### [WHAT THE EXERCISE ASKS]
Every line below should be duplicated exactly.

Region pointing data
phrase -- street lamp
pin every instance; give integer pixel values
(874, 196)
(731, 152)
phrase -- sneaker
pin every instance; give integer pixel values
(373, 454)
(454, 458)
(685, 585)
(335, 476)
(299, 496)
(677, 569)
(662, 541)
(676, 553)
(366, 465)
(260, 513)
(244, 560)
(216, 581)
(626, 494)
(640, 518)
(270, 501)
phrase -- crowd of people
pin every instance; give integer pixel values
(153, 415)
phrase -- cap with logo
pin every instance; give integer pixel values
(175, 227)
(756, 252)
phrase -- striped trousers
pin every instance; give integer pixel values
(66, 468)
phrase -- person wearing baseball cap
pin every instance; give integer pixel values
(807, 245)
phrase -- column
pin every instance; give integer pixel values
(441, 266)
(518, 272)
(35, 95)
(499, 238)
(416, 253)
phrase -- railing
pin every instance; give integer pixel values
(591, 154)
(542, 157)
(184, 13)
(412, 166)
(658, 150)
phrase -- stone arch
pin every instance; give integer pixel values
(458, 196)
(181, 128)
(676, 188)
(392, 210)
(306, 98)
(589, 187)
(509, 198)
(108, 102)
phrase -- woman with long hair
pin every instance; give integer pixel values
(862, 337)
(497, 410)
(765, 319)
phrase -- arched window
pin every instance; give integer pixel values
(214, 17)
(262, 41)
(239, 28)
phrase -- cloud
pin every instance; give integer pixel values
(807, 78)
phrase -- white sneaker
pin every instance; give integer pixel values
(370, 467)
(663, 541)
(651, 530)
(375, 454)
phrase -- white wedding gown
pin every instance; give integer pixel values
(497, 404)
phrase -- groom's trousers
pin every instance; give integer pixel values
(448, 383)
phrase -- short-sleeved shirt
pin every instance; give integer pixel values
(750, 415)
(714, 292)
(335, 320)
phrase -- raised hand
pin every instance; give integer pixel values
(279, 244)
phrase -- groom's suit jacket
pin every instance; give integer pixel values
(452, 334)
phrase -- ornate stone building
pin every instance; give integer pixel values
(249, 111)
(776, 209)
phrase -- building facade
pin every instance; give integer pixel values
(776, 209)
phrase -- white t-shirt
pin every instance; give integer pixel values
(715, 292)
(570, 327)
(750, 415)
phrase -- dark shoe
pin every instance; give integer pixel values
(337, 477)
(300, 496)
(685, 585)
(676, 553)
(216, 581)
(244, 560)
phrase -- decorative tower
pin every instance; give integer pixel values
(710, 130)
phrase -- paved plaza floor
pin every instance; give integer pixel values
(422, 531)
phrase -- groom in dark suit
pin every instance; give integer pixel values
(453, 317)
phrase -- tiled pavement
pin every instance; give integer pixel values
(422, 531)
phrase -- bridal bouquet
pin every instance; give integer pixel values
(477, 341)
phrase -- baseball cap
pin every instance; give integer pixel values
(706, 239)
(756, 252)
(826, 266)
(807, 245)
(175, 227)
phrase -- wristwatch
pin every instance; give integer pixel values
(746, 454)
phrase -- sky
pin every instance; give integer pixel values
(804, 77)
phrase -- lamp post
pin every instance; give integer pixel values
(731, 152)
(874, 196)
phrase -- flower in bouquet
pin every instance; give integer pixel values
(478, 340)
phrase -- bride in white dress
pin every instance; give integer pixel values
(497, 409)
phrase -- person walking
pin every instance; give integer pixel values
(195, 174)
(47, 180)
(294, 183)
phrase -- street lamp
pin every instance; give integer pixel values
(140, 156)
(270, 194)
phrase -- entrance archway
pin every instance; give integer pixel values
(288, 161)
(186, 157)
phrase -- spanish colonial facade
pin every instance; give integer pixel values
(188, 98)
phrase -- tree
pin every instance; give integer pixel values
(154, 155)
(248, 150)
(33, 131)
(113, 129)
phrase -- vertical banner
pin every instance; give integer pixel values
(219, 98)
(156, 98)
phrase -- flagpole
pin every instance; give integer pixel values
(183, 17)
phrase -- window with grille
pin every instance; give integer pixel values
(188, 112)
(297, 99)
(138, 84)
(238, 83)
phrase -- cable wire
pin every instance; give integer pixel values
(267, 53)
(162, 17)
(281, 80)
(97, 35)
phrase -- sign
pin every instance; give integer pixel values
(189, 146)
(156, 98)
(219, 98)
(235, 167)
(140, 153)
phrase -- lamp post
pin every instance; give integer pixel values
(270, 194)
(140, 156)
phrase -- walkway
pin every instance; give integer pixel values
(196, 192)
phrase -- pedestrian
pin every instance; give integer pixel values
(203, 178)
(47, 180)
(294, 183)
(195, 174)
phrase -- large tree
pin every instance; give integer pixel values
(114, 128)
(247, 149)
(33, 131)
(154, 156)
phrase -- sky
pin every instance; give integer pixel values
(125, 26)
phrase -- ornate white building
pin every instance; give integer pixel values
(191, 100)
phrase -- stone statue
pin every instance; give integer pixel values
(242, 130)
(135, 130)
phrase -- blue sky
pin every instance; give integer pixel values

### [REPLY]
phrase -- street lamp
pin every instance; give integer pixel values
(874, 196)
(731, 152)
phrase -- sneaker
pin every instance; give integer pixel values
(373, 454)
(454, 458)
(685, 585)
(335, 476)
(299, 496)
(677, 569)
(662, 541)
(676, 553)
(366, 465)
(260, 513)
(244, 560)
(216, 581)
(626, 494)
(640, 518)
(270, 501)
phrase -- crowd of people
pin every instance; give integer pixel values
(153, 415)
phrase -- cap with logo
pin every instance; give integer pixel values
(175, 227)
(756, 252)
phrase -- striped trousers
pin every instance; give integer pixel values
(66, 468)
phrase -- person wearing baseball cap
pin every instance; give integer pixel values
(807, 245)
phrase -- column
pin every instance; give integer pixel values
(441, 266)
(518, 272)
(35, 95)
(499, 238)
(416, 253)
phrase -- railing
pin every instance; give integer pixel values
(591, 154)
(542, 157)
(184, 13)
(412, 166)
(658, 150)
phrase -- stone arch
pin every instance; give integer pixel values
(458, 196)
(181, 128)
(676, 188)
(392, 210)
(306, 98)
(589, 187)
(509, 198)
(108, 102)
phrase -- woman with long hair
pin every instance; give integer pixel values
(862, 337)
(497, 410)
(765, 319)
phrase -- arched window
pin every instance; give integer pixel values
(214, 17)
(262, 41)
(239, 28)
phrase -- cloud
pin every instance; give integer pixel values
(807, 78)
phrase -- white sneaker
pin every instance; give integer pixel values
(370, 467)
(663, 541)
(651, 530)
(375, 454)
phrase -- white wedding gown
pin every instance; give integer pixel values
(497, 404)
phrase -- groom's trousers
pin every instance; give integer pixel values
(448, 383)
phrase -- short-sleeved shirt
pin every instance; give integer pixel values
(750, 415)
(714, 292)
(335, 320)
phrase -- raised hand
pin every instance; give integer pixel values
(279, 244)
phrase -- groom's suit jacket
pin every instance; give integer pixel values
(452, 334)
phrase -- ornate stone building
pin every instance; give integer pixel values
(249, 111)
(776, 209)
phrase -- building facade
pin every instance; give integer pixel values
(776, 209)
phrase -- white t-shirt
pin every instance; give integer pixel values
(715, 292)
(570, 327)
(750, 415)
phrase -- dark shoe
pin every instance; give integer pixel values
(337, 477)
(300, 496)
(685, 585)
(676, 553)
(216, 581)
(244, 560)
phrase -- decorative tower
pin every instance; give integer pixel values
(710, 130)
phrase -- paved plaza floor
pin every instance; give integer pixel values
(422, 531)
phrase -- groom in dark suit
pin every instance; give integer pixel values
(453, 317)
phrase -- tiled pavement
pin every instance; give integer pixel values
(422, 531)
phrase -- bridal bouquet
pin every instance; give integer pixel values
(477, 341)
phrase -- baseball cap
pin every instance; give integer pixel values
(706, 239)
(756, 252)
(826, 266)
(807, 245)
(175, 227)
phrase -- wristwatch
pin every instance; give integer pixel values
(746, 454)
phrase -- sky
pin every instance; give integer pixel values
(804, 77)
phrase -- lamp post
pin every instance; give integer pixel values
(731, 152)
(874, 196)
phrase -- flower in bouquet
pin every instance; give integer pixel values
(478, 340)
phrase -- bride in white dress
pin every instance; give integer pixel values
(497, 409)
phrase -- person walking
pin every instance; give integer pixel values
(195, 174)
(47, 180)
(294, 183)
phrase -- street lamp
pin every instance; give integer pixel values
(140, 156)
(270, 194)
phrase -- entrance archway
pin every instance; give integer pixel values
(288, 161)
(186, 157)
phrase -- spanish colonial facade
pin every instance; give integer pixel values
(188, 98)
phrase -- tree
pin every instance; give integer pixel values
(154, 155)
(248, 150)
(33, 131)
(113, 129)
phrase -- vertical banner
pin every instance; give integer pixel values
(219, 98)
(156, 98)
phrase -- flagpole
pin every instance; give integer pixel values
(183, 17)
phrase -- window with grille
pin every instance; give integer pixel values
(188, 112)
(297, 99)
(138, 84)
(238, 83)
phrase -- cable wire
pin every instance; give integer pixel values
(267, 53)
(162, 17)
(281, 80)
(97, 35)
phrase -- sign
pin every instance; give integer pixel values
(189, 146)
(156, 98)
(219, 98)
(235, 167)
(140, 153)
phrase -- lamp post
pin every instance; give integer pixel values
(270, 194)
(140, 156)
phrase -- walkway
pin every instance; give integer pixel values
(196, 192)
phrase -- pedestrian
pin every instance; give integer pixel values
(203, 178)
(47, 180)
(294, 183)
(195, 174)
phrase -- large tree
pin every instance; give integer pixel values
(114, 128)
(247, 149)
(33, 131)
(154, 156)
phrase -- sky
pin every instance; give integer pixel values
(125, 26)
phrase -- ornate white building
pin every instance; give integer pixel values
(191, 100)
phrase -- stone statue
pin every instance; give integer pixel values
(242, 130)
(135, 130)
phrase -- blue sky
pin every instance; give integer pixel values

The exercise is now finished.